- _Action item_
Give every entry again, word for word.

Collected data
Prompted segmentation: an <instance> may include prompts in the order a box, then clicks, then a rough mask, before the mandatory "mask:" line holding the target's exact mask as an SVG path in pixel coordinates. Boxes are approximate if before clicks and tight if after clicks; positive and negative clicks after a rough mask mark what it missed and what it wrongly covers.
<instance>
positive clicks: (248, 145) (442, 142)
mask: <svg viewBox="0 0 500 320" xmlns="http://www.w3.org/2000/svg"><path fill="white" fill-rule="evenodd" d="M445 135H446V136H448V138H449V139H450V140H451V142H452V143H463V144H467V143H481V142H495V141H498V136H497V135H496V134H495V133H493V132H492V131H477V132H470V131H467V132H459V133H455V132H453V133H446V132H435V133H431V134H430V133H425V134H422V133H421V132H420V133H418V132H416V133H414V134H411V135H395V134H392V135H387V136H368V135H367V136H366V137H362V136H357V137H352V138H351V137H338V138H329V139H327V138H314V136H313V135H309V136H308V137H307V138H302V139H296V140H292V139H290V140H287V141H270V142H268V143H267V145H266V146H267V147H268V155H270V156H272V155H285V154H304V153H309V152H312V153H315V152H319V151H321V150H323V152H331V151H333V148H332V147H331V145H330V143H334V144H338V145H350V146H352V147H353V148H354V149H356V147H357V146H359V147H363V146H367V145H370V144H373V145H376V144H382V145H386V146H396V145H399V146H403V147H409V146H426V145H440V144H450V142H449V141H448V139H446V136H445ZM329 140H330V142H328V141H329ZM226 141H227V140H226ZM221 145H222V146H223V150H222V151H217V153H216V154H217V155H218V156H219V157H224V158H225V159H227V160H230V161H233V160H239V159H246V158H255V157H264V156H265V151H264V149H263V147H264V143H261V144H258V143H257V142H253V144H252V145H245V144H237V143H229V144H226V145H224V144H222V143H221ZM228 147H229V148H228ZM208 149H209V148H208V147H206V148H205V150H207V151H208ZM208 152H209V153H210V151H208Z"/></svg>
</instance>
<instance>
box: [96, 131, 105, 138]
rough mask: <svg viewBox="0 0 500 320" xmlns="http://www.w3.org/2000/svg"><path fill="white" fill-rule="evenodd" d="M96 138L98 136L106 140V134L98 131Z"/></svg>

- _Response to this task_
Prompted segmentation: an <instance> may include prompts in the order a box, then clicks, then a rough mask, before the mandatory "mask:" line holding the target's exact mask as an SVG path in pixel coordinates. Boxes are approximate if before clicks and tight if after clicks; positive and negative clicks after a rough mask mark what it missed and what it wrongly covers.
<instance>
positive clicks: (248, 145) (442, 142)
mask: <svg viewBox="0 0 500 320" xmlns="http://www.w3.org/2000/svg"><path fill="white" fill-rule="evenodd" d="M445 135H446V136H448V138H449V139H450V140H451V142H452V143H463V144H467V143H481V142H495V141H498V136H497V135H496V134H495V133H493V132H492V131H477V132H470V131H467V132H459V133H455V132H453V133H446V132H435V133H431V134H430V133H425V134H422V133H421V132H420V133H418V132H416V133H414V134H411V135H395V134H392V135H387V136H368V135H367V136H366V137H362V136H357V137H352V138H351V137H338V138H329V139H327V138H314V136H313V135H309V136H308V137H307V138H302V139H296V140H292V139H290V140H287V141H270V142H268V143H267V145H266V146H267V147H268V155H270V156H272V155H285V154H304V153H309V152H312V153H315V152H319V151H321V150H323V152H331V151H333V148H332V147H331V145H330V143H334V144H338V145H350V146H352V147H353V148H354V149H356V147H357V146H359V147H363V146H367V145H370V144H373V145H376V144H382V145H386V146H396V145H399V146H403V147H409V146H426V145H440V144H450V142H449V141H448V139H446V136H445ZM329 140H330V142H328V141H329ZM226 141H227V140H226ZM221 145H222V146H223V150H222V151H217V153H216V154H217V155H218V156H219V157H224V158H225V159H227V160H230V161H233V160H239V159H246V158H255V157H264V156H265V151H264V149H263V147H264V143H261V144H258V143H257V142H253V144H252V145H245V144H237V143H229V144H226V145H224V144H222V143H221ZM228 147H229V148H228ZM208 149H209V148H208V147H206V148H205V150H207V151H208ZM208 152H209V153H210V151H208Z"/></svg>
</instance>
<instance>
box: [96, 131, 105, 138]
rough mask: <svg viewBox="0 0 500 320" xmlns="http://www.w3.org/2000/svg"><path fill="white" fill-rule="evenodd" d="M96 138L98 136L106 140V134L98 131Z"/></svg>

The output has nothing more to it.